## ASSIGNMENT
Copy the listing below in full, exactly.

## EXTRACTED DATA
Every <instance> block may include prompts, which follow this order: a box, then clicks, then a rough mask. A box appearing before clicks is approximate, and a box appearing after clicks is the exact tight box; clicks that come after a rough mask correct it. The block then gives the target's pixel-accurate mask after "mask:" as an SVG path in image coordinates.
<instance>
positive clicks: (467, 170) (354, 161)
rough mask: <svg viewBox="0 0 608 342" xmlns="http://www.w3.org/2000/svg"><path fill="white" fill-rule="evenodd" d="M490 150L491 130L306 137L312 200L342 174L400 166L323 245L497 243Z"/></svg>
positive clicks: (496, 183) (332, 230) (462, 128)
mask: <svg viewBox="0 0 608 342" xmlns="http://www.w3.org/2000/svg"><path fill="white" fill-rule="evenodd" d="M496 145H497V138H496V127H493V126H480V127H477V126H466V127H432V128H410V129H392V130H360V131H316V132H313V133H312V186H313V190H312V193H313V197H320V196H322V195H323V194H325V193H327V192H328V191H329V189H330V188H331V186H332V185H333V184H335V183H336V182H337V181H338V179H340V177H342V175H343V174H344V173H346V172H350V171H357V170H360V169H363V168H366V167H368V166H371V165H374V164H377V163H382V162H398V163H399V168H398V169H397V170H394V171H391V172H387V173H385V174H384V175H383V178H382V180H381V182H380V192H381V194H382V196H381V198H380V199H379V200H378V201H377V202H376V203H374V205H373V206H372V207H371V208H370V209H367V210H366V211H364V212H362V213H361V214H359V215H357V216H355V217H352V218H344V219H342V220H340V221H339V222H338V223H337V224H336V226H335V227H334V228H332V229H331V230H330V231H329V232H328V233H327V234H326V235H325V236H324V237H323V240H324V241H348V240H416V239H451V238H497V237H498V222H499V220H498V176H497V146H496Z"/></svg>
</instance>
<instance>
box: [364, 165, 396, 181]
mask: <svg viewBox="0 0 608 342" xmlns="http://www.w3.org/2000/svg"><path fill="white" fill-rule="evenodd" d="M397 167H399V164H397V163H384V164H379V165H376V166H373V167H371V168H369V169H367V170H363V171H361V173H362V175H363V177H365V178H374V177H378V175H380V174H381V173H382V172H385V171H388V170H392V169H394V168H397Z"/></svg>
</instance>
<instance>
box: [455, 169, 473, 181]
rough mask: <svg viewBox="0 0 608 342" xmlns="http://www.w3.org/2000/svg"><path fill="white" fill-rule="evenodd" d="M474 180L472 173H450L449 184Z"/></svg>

## EXERCISE RESPONSE
Every <instance> block may include prompts, which follow this order: a box, then clicks, then a rough mask. A box appearing before clicks is approximate, and a box appearing after clicks is the exact tight box; clicks that come after a rough mask correct it. The block then gives the target's pixel-accurate mask after "mask:" as an SVG path in image coordinates.
<instance>
positive clicks: (467, 170) (354, 161)
rough mask: <svg viewBox="0 0 608 342" xmlns="http://www.w3.org/2000/svg"><path fill="white" fill-rule="evenodd" d="M490 150L491 130L306 137L312 200L342 174L400 166L323 245L497 243Z"/></svg>
positive clicks: (496, 183) (332, 230) (462, 128)
mask: <svg viewBox="0 0 608 342" xmlns="http://www.w3.org/2000/svg"><path fill="white" fill-rule="evenodd" d="M496 145H497V138H496V127H493V126H480V127H477V126H466V127H432V128H410V129H392V130H360V131H316V132H313V133H312V186H313V190H312V193H313V197H320V196H322V195H323V194H325V193H327V192H328V191H329V189H330V188H331V186H332V185H333V184H335V183H336V182H337V181H338V179H340V177H342V175H343V174H344V173H346V172H350V171H357V170H360V169H363V168H366V167H368V166H371V165H374V164H377V163H382V162H398V163H399V168H398V169H397V170H394V171H391V172H387V173H385V174H384V175H383V178H382V180H381V182H380V192H381V194H382V196H381V198H380V199H379V200H378V201H377V202H376V203H374V205H373V206H372V207H371V208H370V209H367V210H366V211H364V212H362V213H361V214H359V215H357V216H355V217H352V218H344V219H342V220H340V221H339V222H338V223H337V224H336V226H335V227H334V228H332V229H331V230H330V231H329V232H328V233H327V234H326V235H325V236H324V237H323V240H324V241H348V240H416V239H451V238H497V237H498V222H499V220H498V176H497V146H496Z"/></svg>
</instance>
<instance>
box: [364, 165, 396, 181]
mask: <svg viewBox="0 0 608 342" xmlns="http://www.w3.org/2000/svg"><path fill="white" fill-rule="evenodd" d="M397 167H399V164H397V163H384V164H379V165H376V166H373V167H371V168H369V169H367V170H363V171H361V173H362V175H363V177H365V178H374V177H378V175H380V174H381V173H382V172H385V171H388V170H392V169H394V168H397Z"/></svg>
</instance>
<instance>
box: [455, 169, 473, 181]
rough mask: <svg viewBox="0 0 608 342" xmlns="http://www.w3.org/2000/svg"><path fill="white" fill-rule="evenodd" d="M474 180L472 173H450L449 184Z"/></svg>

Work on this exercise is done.